▶ [Stated goal 1] In the VW van comments, what speed limit did 78 hp impose on a fully loaded T4?
▶ [Stated goal 2] Print everything in the VW van comments from "But obviously many" down to "had its weaknesses.".

▶ [Selection]
□ □ □ □

Incidentally, these T3s are slowly but surely becoming the next big thing on the VW van scene (in Israel and Austria both) now that the T2 are no longer available cheaply. Good Synchros are becoming expensive and are highly praised for their off-road ability.
Ironically, the T4, with its FWD and front engine, was generally considered to be an improvement in many ways, except for engine noise, which was now much more prominent.
The reality is this: these VW vans are very different vehicles than big American vans; it’s like comparing apples and oranges. I’ve spent lots of time in both of them. And I’m familiar with their respective pros and cons. There’s no question that the American vans were better suited for most American users. And a lwb American van would give a decent ride on a smooth interstate.
But the T3 rode and handled more like a European car rather than a big truck. Try driving an American van briskly through a windy mountain road. The T3’s chassis could handle a much wider variety of situations with aplomb. try driving a T3 and a Chevy van off-road, or down a very rough road. day and night difference.
But obviously many folks couldn’t care about that. It’s the same reason lots of folks prefer a big Buick or Cadillac over a VW Passat or BMW or such. It’s a matter of preference and use. If you like rolling down the interstate at a sedate pace, the big American van (or car) is your thing. Or if you need more room, or a flat rear floor, or haul a trailer.
I can appreciate the pros of both designs, but each clearly had its weaknesses.
“The reality is this: these VW vans are very different vehicles than big American vans; it’s like comparing apples and oranges. I’ve spent lots of time in both of them. And I’m familiar with their respective pros and cons. There’s no question that the American vans were better suited for most American users.”
That pretty much nails it. These vans were great for some things, others not so much. Likewise with American vans.
Paul, now you mentioned this, yes the T4 had more engine noise, not too bad but noticeable on trips from Austria to the UK looking for Jaguar spares. And with 78 hp fully loaded you were limited to 100 Km/H. The TDi was a rocket, particularly the chipped ones which would stay on the Autobahn at 150 Km/H all day long, stable as a rock.
The review points to rather high db levels, especially at high speed. That has less to do with the engine – although VW boxers are noisy, the van has the advantage of a large distance and a lot of metal to muffle it. No, the source of the noise in these vans was from wind noise, especially at high speed, something VW’s often struggled with through the 1990s.
It is also definitely much slower than even the smaller-engined american vans of the 70s. As for noise and comfort in US vans, I assume your experience was with commercial vans, and not the likes of the E series Chateau, so I am not sure if it is directly comparable to this vanagon.
Commercial vans are definitely more spartan, but I don’t know about comfort. I’ve been in two vans- a 1980s Vanagon (Don’t remember the year) for a little while, and a 1997 Ford E-350 (box van). I didn’t drive the Vanagon- I only rode in it for a trip.
The Ford had lower wind noise, but was more “tipsy” as to be expected. I preferred the seating position on the Ford- the axle being in front seems more “natural” to me.

□ □ □ □

▶ [Given records]
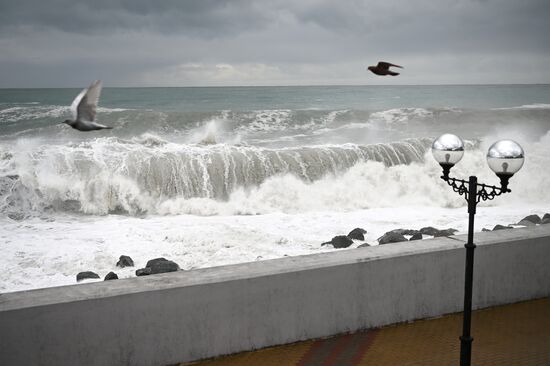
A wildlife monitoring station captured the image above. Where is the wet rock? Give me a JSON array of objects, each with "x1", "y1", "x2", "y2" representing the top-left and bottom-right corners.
[
  {"x1": 518, "y1": 215, "x2": 542, "y2": 226},
  {"x1": 391, "y1": 229, "x2": 422, "y2": 235},
  {"x1": 493, "y1": 224, "x2": 513, "y2": 231},
  {"x1": 76, "y1": 271, "x2": 99, "y2": 282},
  {"x1": 378, "y1": 231, "x2": 407, "y2": 244},
  {"x1": 348, "y1": 227, "x2": 367, "y2": 240},
  {"x1": 116, "y1": 255, "x2": 134, "y2": 268},
  {"x1": 409, "y1": 232, "x2": 422, "y2": 241},
  {"x1": 103, "y1": 272, "x2": 118, "y2": 281},
  {"x1": 420, "y1": 226, "x2": 439, "y2": 236},
  {"x1": 145, "y1": 258, "x2": 180, "y2": 274},
  {"x1": 434, "y1": 229, "x2": 458, "y2": 238},
  {"x1": 136, "y1": 268, "x2": 151, "y2": 277},
  {"x1": 321, "y1": 235, "x2": 353, "y2": 248}
]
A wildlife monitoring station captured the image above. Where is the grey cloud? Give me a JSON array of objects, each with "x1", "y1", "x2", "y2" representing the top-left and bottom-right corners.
[
  {"x1": 0, "y1": 0, "x2": 550, "y2": 87},
  {"x1": 0, "y1": 0, "x2": 267, "y2": 38}
]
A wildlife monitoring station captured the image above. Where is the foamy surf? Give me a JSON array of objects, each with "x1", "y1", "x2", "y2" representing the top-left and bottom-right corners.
[{"x1": 0, "y1": 86, "x2": 550, "y2": 292}]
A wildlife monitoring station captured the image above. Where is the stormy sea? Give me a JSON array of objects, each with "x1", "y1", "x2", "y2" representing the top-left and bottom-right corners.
[{"x1": 0, "y1": 85, "x2": 550, "y2": 292}]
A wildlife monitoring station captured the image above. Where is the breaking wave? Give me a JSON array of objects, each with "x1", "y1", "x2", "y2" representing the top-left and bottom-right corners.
[{"x1": 0, "y1": 134, "x2": 431, "y2": 216}]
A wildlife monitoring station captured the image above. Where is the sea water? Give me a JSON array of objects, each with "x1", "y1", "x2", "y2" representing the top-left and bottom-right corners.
[{"x1": 0, "y1": 85, "x2": 550, "y2": 292}]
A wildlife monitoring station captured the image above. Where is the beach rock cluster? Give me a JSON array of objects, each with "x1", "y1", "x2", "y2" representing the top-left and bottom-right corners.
[
  {"x1": 321, "y1": 228, "x2": 369, "y2": 249},
  {"x1": 321, "y1": 213, "x2": 550, "y2": 249},
  {"x1": 136, "y1": 258, "x2": 180, "y2": 276},
  {"x1": 481, "y1": 213, "x2": 550, "y2": 231},
  {"x1": 76, "y1": 255, "x2": 180, "y2": 282}
]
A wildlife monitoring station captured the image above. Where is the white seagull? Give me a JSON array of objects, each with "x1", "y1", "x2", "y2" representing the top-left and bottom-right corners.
[{"x1": 63, "y1": 80, "x2": 112, "y2": 131}]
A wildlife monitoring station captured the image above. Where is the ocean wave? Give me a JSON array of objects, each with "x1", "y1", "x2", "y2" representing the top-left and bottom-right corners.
[
  {"x1": 491, "y1": 103, "x2": 550, "y2": 111},
  {"x1": 0, "y1": 135, "x2": 431, "y2": 215},
  {"x1": 0, "y1": 102, "x2": 129, "y2": 123}
]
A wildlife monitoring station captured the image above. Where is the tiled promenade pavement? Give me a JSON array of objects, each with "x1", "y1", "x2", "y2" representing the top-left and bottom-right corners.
[{"x1": 185, "y1": 298, "x2": 550, "y2": 366}]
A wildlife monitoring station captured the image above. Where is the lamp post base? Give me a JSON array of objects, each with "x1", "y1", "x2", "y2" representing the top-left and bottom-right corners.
[{"x1": 460, "y1": 336, "x2": 474, "y2": 366}]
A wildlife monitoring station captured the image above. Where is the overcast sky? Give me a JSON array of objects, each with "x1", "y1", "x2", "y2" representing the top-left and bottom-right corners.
[{"x1": 0, "y1": 0, "x2": 550, "y2": 87}]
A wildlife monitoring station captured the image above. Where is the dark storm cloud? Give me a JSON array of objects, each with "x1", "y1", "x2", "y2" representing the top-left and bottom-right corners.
[
  {"x1": 0, "y1": 0, "x2": 265, "y2": 37},
  {"x1": 0, "y1": 0, "x2": 550, "y2": 87}
]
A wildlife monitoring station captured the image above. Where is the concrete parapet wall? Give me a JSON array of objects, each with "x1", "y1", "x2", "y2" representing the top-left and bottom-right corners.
[{"x1": 0, "y1": 225, "x2": 550, "y2": 366}]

□ □ □ □

▶ [Task result 1] 100 km/h

▶ [Task result 2]
But obviously many folks couldn’t care about that. It’s the same reason lots of folks prefer a big Buick or Cadillac over a VW Passat or BMW or such. It’s a matter of preference and use. If you like rolling down the interstate at a sedate pace, the big American van (or car) is your thing. Or if you need more room, or a flat rear floor, or haul a trailer.
I can appreciate the pros of both designs, but each clearly had its weaknesses.